Problems to work on:
1. In the runner scale set configuration text, what value is minRunners set to?
2. Continue the runner scale set configuration text from its last line.

Selection:
Below is the configmap file which is being used:

apiVersion: v1
kind: ConfigMap
metadata:
  name: hook-extension
  namespace: arc-runners-kubernetes-arm
data:
  content: |
    spec:
      containers:
        - name: "$job"
          resources:
          limits:
            cpu: "3000m"
          requests:
            cpu: "3000m"

Describe the expected behavior

The ENV variable ACTIONS_RUNNER_CONTAINER_HOOK_TEMPLATE getting added along with the volume mounts along the pods which will come up.

Additional Context

## githubConfigUrl is the GitHub url for where you want to configure runners
## ex: https://github.com/myorg/myrepo or https://github.com/myorg
githubConfigUrl: "https://github.com/"

## githubConfigSecret is the k8s secrets to use when auth with GitHub API.
## You can choose to use GitHub App or a PAT token
githubConfigSecret:
  ### GitHub Apps Configuration
  ## NOTE: IDs MUST be strings, use quotes
  #github_app_id: ""
  #github_app_installation_id: ""
  #github_app_private_key: |

  ### GitHub PAT Configuration
  # github_token: ""
## If you have a pre-define Kubernetes secret in the same namespace the gha-runner-scale-set is going to deploy,
## you can also reference it via `githubConfigSecret: pre-defined-secret`.
## You need to make sure your predefined secret has all the required secret data set properly.
##   For a pre-defined secret using GitHub PAT, the secret needs to be created like this:
##   > kubectl create secret generic pre-defined-secret --namespace=my_namespace --from-literal=github_token='ghp_your_pat'
##   For a pre-defined secret using GitHub App, the secret needs to be created like this:
##   > kubectl create secret generic pre-defined-secret --namespace=my_namespace --from-literal=github_app_id=123456 --from-literal=github_app_installation_id=654321 --from-literal=github_app_private_key='-----BEGIN CERTIFICATE-----*******'
githubConfigSecret: github-token

## proxy can be used to define proxy settings that will be used by the
## controller, the listener and the runner of this scale set.
#
# proxy:
#   http:
#     url: http://proxy.com:1234
#     credentialSecretRef: proxy-auth # a secret with `username` and `password` keys
#   https:
#     url: http://proxy.com:1234
#     credentialSecretRef: proxy-auth # a secret with `username` and `password` keys
#   noProxy:
#     - example.com
#     - example.org

# maxRunners is the max number of runners the autoscaling runner set will scale up to.
# maxRunners: 5

# minRunners is the min number of idle runners. The target number of runners created will be
# calculated as a sum of minRunners and the number of jobs assigned to the scale set.
minRunners: 2

runnerGroup: "arc-runner-kubernetes-ci-arm-large"

# ## name of the runner scale set to create.  Defaults to the helm release name
runnerScaleSetName: "arc-runner-kubernetes-ci-arm-large"

## A self-signed CA certificate for communication with the GitHub server can be
## provided using a config map key selector. If `runnerMountPath` is set, for
## each runner pod ARC will:
## - create a `github-server-tls-cert` volume containing the certificate
##   specified in `certificateFrom`
## - mount that volume on path `runnerMountPath`/{certificate name}
## - set NODE_EXTRA_CA_CERTS environment variable to that same path
## - set RUNNER_UPDATE_CA_CERTS environment variable to "1" (as of version
##   2.303.0 this will instruct the runner to reload certificates on the host)

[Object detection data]
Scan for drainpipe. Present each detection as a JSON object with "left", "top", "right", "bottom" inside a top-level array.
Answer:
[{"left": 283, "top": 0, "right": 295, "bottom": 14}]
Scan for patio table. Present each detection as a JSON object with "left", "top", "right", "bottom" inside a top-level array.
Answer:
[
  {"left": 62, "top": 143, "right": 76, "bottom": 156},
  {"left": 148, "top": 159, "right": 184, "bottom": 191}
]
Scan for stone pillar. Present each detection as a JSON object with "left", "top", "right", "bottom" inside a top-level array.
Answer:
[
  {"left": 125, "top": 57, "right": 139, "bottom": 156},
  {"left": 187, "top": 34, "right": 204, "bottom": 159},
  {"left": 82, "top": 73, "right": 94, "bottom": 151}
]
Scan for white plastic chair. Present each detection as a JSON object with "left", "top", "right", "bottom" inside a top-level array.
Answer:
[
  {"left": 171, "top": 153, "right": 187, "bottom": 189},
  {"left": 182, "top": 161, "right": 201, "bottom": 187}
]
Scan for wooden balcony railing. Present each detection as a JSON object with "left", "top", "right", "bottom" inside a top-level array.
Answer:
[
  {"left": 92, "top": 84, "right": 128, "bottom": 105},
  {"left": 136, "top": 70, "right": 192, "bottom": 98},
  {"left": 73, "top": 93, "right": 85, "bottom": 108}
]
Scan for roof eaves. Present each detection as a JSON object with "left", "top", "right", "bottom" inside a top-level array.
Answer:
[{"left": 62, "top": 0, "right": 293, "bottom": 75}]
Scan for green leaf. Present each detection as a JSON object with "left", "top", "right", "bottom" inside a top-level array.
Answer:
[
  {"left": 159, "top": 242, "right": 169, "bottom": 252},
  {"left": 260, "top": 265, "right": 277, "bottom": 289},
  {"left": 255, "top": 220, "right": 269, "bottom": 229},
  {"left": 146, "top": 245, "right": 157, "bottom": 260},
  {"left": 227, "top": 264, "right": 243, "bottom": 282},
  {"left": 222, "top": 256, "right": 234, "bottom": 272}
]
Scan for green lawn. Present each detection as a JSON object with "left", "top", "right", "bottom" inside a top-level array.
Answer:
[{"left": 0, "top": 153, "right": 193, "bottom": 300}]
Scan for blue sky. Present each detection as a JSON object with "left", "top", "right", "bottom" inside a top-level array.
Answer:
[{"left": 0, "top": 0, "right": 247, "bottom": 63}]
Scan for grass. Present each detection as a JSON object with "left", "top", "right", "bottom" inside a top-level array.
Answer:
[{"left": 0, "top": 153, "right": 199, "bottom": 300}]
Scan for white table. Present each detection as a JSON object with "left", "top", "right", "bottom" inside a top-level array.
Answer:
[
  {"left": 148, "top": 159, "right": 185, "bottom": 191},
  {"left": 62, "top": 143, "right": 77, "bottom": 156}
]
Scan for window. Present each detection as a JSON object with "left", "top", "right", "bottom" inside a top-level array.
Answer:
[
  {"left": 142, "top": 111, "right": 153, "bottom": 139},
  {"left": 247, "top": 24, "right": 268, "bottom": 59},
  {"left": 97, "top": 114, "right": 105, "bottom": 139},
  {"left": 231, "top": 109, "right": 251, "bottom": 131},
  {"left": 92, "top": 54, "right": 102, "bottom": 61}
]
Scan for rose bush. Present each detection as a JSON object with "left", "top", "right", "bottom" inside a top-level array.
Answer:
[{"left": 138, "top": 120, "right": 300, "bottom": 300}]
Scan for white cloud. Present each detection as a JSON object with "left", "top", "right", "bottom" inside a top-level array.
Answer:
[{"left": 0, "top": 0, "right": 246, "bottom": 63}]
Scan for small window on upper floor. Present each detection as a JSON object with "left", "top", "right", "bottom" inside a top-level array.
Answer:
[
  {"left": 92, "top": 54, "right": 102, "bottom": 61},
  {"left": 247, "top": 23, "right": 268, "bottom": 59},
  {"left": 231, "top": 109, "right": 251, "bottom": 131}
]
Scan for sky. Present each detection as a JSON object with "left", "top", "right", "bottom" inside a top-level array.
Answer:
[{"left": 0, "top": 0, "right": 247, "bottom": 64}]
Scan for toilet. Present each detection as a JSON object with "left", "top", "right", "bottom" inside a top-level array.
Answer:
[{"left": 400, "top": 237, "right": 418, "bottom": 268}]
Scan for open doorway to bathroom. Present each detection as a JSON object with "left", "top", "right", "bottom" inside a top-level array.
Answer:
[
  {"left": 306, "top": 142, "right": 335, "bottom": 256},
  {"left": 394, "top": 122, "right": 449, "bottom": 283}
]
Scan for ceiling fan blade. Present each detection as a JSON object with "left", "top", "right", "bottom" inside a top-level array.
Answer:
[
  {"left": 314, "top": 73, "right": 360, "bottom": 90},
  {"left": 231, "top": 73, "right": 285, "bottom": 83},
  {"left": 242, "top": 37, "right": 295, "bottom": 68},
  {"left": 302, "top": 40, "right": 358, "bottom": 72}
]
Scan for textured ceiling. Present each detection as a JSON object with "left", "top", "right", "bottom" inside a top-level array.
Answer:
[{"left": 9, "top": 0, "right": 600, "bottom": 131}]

Solved problems:
1. 2

2.
##
## If any of the above had already been set by the user in the runner pod
## template, ARC will observe those and not overwrite them.
## Example configuration:
#
# githubServerTLS:
#   certificateFrom:
#     configMapKeyRef:
#       name: config-map-name
#       key: ca.crt
#   runnerMountPath: /usr/local/share/ca-certificates/

## Container mode is an object that provides out-of-box configuration
## for dind and kubernetes mode. Template will be modified as documented under the
## template object.
##
## If any customization is required for dind or kubernetes mode, containerMode should remain
## empty, and configuration should be applied to the template.
containerMode:
  type: "kubernetes"  ## type can be set to dind or kubernetes
  ## the following is required when containerMode.type=kubernetes
  kubernetesModeWorkVolumeClaim:
    accessModes: ["ReadWriteOnce"]
    # For local testing, use https://github.com/openebs/dynamic-localpv-provisioner/blob/develop/docs/quickstart.md to provide dynamic provision volume with storageClassName: openebs-hostpath
    storageClassName: "gp3"
    resources:
      requests:
        storage: 5Gi
#   kubernetesModeServiceAccount:
#     annotations:

## listenerTemplate is the PodSpec for each listener Pod
## For reference: https://kubernetes.io/docs/reference/kubernetes-api/workload-resources/pod-v1/#PodSpec
listenerTemplate:
  spec:
    nodeSelector:
      purpose: github-actions
    tolerations:
      - key: purpose
        operator: Equal
        value: github-actions
        effect: NoSchedule   
    containers:
    # Use this section to append additional configuration to the listener container.
    # If you change the name of the container, the configuration will not be applied to the listener,
    # and it will be treated as a side-car container.
    - name: listener
      resources:
        limits:
          cpu: "500m"
          memory: "500Mi" 
        requests:
          cpu: "250m"
          memory: "250Mi"
      # securityContext:
        # runAsUser: 1000
#     # Use this section to add the configuration of a side-car container.
#     # Comment it out or remove it if you don't need it.
#     # Spec for this container will be applied as is without any modifications.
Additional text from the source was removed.